ABOUT THIS TASK: Keep the pictures out, please, and set down every record exactly.
---- TASK INPUTS
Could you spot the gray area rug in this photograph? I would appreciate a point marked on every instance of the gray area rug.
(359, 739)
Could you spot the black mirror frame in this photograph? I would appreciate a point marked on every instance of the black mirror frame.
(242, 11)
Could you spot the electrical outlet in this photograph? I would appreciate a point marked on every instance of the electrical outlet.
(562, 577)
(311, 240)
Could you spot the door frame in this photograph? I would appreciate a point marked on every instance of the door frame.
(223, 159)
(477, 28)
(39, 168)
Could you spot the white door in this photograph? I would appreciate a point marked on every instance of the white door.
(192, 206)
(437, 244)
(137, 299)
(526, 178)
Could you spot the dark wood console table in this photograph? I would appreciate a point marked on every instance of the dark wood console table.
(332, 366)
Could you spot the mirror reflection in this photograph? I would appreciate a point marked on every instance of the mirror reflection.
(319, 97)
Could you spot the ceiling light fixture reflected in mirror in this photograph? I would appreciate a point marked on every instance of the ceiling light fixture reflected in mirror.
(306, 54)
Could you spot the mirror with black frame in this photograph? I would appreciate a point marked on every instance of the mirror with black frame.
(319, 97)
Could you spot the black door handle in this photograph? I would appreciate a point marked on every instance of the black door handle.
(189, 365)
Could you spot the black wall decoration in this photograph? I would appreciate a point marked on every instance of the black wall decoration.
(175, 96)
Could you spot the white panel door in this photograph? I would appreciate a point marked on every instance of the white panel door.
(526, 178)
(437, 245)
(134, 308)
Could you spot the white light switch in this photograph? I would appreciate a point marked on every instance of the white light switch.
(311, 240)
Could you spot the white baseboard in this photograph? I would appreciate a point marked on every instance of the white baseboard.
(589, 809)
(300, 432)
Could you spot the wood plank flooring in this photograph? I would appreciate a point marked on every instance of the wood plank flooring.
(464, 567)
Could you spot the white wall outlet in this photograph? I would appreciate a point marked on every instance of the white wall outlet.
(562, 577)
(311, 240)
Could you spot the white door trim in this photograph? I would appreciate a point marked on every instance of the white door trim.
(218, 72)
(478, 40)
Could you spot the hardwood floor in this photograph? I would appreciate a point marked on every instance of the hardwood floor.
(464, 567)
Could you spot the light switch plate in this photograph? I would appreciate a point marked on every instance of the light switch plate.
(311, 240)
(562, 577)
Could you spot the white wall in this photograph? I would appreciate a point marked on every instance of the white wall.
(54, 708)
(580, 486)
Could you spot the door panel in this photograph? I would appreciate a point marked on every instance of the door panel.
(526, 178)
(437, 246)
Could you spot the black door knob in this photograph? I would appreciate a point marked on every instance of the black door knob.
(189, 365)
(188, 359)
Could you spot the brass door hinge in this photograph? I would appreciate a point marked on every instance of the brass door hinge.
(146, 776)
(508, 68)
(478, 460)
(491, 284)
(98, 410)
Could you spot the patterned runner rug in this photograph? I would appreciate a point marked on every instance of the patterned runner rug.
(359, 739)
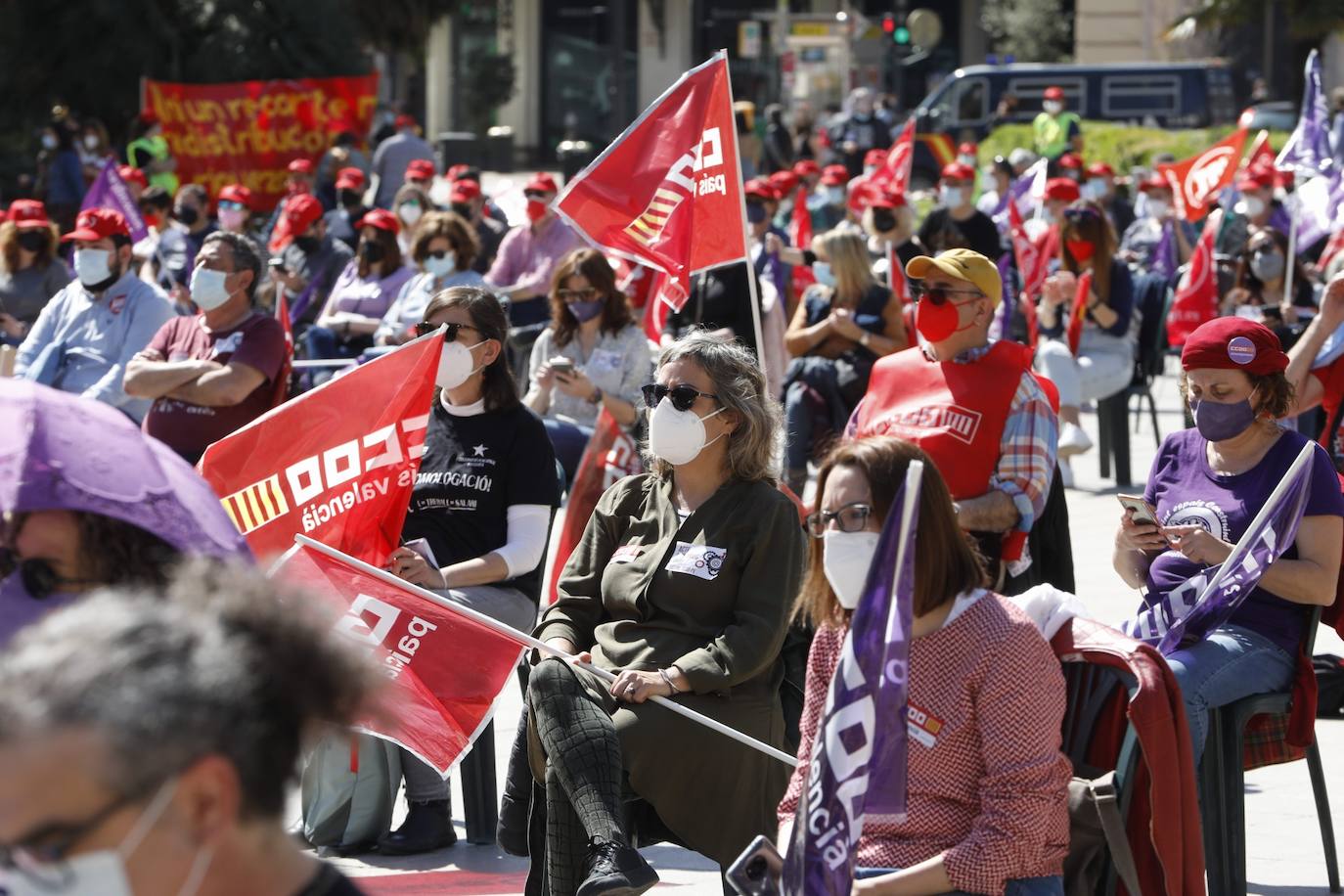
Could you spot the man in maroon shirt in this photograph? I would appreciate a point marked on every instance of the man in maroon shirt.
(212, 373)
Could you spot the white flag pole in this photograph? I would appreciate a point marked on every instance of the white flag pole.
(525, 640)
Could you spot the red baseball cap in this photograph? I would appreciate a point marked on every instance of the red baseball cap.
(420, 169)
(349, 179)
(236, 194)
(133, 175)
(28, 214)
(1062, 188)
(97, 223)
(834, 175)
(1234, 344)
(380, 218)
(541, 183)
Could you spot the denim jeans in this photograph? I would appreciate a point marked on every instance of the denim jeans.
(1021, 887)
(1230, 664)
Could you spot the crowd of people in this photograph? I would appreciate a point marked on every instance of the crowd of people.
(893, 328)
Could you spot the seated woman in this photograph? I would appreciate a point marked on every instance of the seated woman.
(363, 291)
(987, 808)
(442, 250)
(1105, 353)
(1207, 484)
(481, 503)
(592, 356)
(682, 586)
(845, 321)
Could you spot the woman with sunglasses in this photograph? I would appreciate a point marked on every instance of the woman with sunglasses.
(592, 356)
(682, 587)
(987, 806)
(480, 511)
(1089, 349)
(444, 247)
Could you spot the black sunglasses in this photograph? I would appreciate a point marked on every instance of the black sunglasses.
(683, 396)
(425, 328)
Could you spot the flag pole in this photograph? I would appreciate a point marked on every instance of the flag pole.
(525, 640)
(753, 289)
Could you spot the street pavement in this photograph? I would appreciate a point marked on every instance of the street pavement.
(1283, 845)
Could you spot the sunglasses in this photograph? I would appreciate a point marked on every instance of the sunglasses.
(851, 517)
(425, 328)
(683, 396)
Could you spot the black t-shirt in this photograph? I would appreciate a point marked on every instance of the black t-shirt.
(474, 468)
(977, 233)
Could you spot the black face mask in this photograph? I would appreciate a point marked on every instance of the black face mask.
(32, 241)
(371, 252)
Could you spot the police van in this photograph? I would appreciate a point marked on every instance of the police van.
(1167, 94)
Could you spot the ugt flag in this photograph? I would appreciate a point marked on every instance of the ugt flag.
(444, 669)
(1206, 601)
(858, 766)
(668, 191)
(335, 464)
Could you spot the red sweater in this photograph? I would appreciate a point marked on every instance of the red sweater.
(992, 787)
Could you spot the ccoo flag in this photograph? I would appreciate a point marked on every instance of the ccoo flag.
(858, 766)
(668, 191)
--------
COMPLETED TASK:
Could you spot the gray area rug in this photograph? I would appreciate a point marked on every instance of the gray area rug.
(359, 739)
Could you spot the black mirror frame in this photograph? I would appreciate a point marked on every instance of the black mirror frame.
(242, 11)
Could you spot the electrical outlet in this photograph? I would appreciate a point marked on every instance of the electrical outlet.
(562, 577)
(311, 240)
Could you spot the door frame in this photograph? I would appreciate a point marked on every instance of the door frame.
(223, 159)
(477, 28)
(39, 168)
Could you spot the white door in this photograph? I would appreciate a point marked on every instance of the white door.
(192, 206)
(437, 244)
(137, 299)
(526, 178)
Could you spot the dark wood console table in this photograph? I would appreciate a point marked on every instance of the dark wood console table.
(332, 366)
Could you spot the mirror reflection in this photograph? I would appreciate a point marked on every instance of the mirror reflection.
(319, 97)
Could you spot the ceiling light fixture reflected in mirror in this photograph? I would appreciate a point marked on every instance of the ceiling light fixture reflected in mirror.
(306, 54)
Could you spot the mirror with black frame in this photograph? I would appreciate a point marked on every instance of the mirror with black frame.
(319, 97)
Could you spot the black door handle in this photograph? I would appreciate a point marked on every instance of the black door handle.
(189, 365)
Could you spot the black wall decoration in this photograph? I would appreciate a point marked on every instance of the black wall decoration.
(175, 96)
Could you spot the white panel door in this photograph? I would appreciate a point marked on every instance of the white panel door.
(526, 178)
(437, 245)
(134, 308)
Could you spot the white light switch in this photograph? I would appreciate a point marked on every instance of the white light switch.
(311, 240)
Could you spot the white baseboard in this photograph? I would appreciate a point marked on every instance of the white baseboard.
(589, 809)
(300, 432)
Could you spot the wood plank flooring in this photograph? I would appreciate a point marked on every instance of the wood plank flooring.
(464, 567)
Could you spot the white wall outlet in this photograph? I would appreciate a point marked on every instance of the white wall outlet.
(562, 577)
(311, 240)
Could you spot the white door trim in this photograph? I would appreciate a point marked on every instance of the white door trim.
(218, 72)
(478, 40)
Could you spot the hardwood floor in this photograph? I would appreciate a point marked on every instance of the hardwood floor.
(464, 567)
Could you spot the light switch plate in this photograph? I would appreciate a point marked on every instance of the light switch plate.
(311, 240)
(562, 577)
Could you spot the white wall in this photograph? I would appreciate a point marked on every instance of the white wall.
(54, 708)
(580, 486)
Could you spot the door panel in this photograph? I would appreciate a point marked on every instance of the door panel.
(526, 178)
(437, 246)
Could you spot the black door knob in this photograph? I would appreciate a point marked on every instance of the black door knob.
(189, 365)
(188, 359)
Could you spot the brass door hinge in this photograph? I would appreciate a point marked on every instance of the brass door hinge.
(146, 776)
(508, 68)
(478, 460)
(491, 284)
(98, 410)
Could you spot the patterned runner rug in this photograph? I would appreciate a point marked on every instance of the patterned runner rug.
(359, 739)
Could you spot the man in maroon shirt in this photograph? I would appreciate a point marked on every instance of the man in maroon shirt.
(212, 373)
Could you spot the white flag pole in this photograph? I would appreciate a point marked on every instance of the white flag pole.
(525, 640)
Could you spot the red baseball cap in this photograph? I would appreciate a point marked on every instance of the red baseball cap.
(420, 169)
(349, 179)
(236, 194)
(133, 175)
(28, 214)
(1062, 188)
(97, 223)
(834, 175)
(1234, 344)
(380, 218)
(541, 183)
Could you spot the denim jeans in this photograph? I would appreciate a point marked on every instance of the denim jeans.
(1021, 887)
(1230, 664)
Could you spot the crowd of people in this photograph? I would appreciate a point marked on every instance of the crowd of people.
(893, 328)
Could you spot the seated woman in this photograph? I would appreciate a point marked on every instance of the seated woman.
(363, 291)
(987, 808)
(442, 250)
(1105, 353)
(1207, 484)
(481, 503)
(592, 356)
(682, 586)
(845, 321)
Could you spot the woman with sunglasses in this photograph? I would appreciate a point marked on every instance of the woman with sunglasses.
(592, 356)
(682, 587)
(987, 806)
(480, 511)
(1089, 349)
(444, 247)
Could you spot the black sunglasses in this photograph? I would appreciate a point marked on every instance of the black sunglasses.
(683, 396)
(425, 328)
Could you spot the flag pole in this photograph? I would appreciate a point marked on every instance of the flag pole.
(525, 640)
(753, 289)
Could you spot the street pavement in this photograph? I would appreciate a point marked on every instance of the street pavement.
(1283, 845)
Could you spot the sunglasses in this photograph? I would appreciate a point marked on every instance of the sunglasses.
(851, 517)
(425, 328)
(683, 396)
Could you spot the black t-shirt in this photograph? I would appreciate a point marked on every instance of the black t-shirt.
(474, 468)
(977, 233)
Could you spot the black face mask in this photograph? I would appreciate a point marked on every instance of the black face mask.
(32, 241)
(371, 252)
Could you spot the police van in this photograph? I would appreciate a point marked on every instance of the police van.
(1167, 94)
Could you spot the ugt flag in this photograph? I would appreciate a point marked on every instance of the ugt flag.
(444, 669)
(1206, 601)
(858, 766)
(668, 191)
(335, 464)
Could you spot the red sweater in this photograph? I would appreciate a point marked on every instance of the red sweater.
(992, 787)
Could you spot the ccoo flag in this photograph? I would appreciate a point marked on every instance of the ccoo flag.
(858, 766)
(668, 191)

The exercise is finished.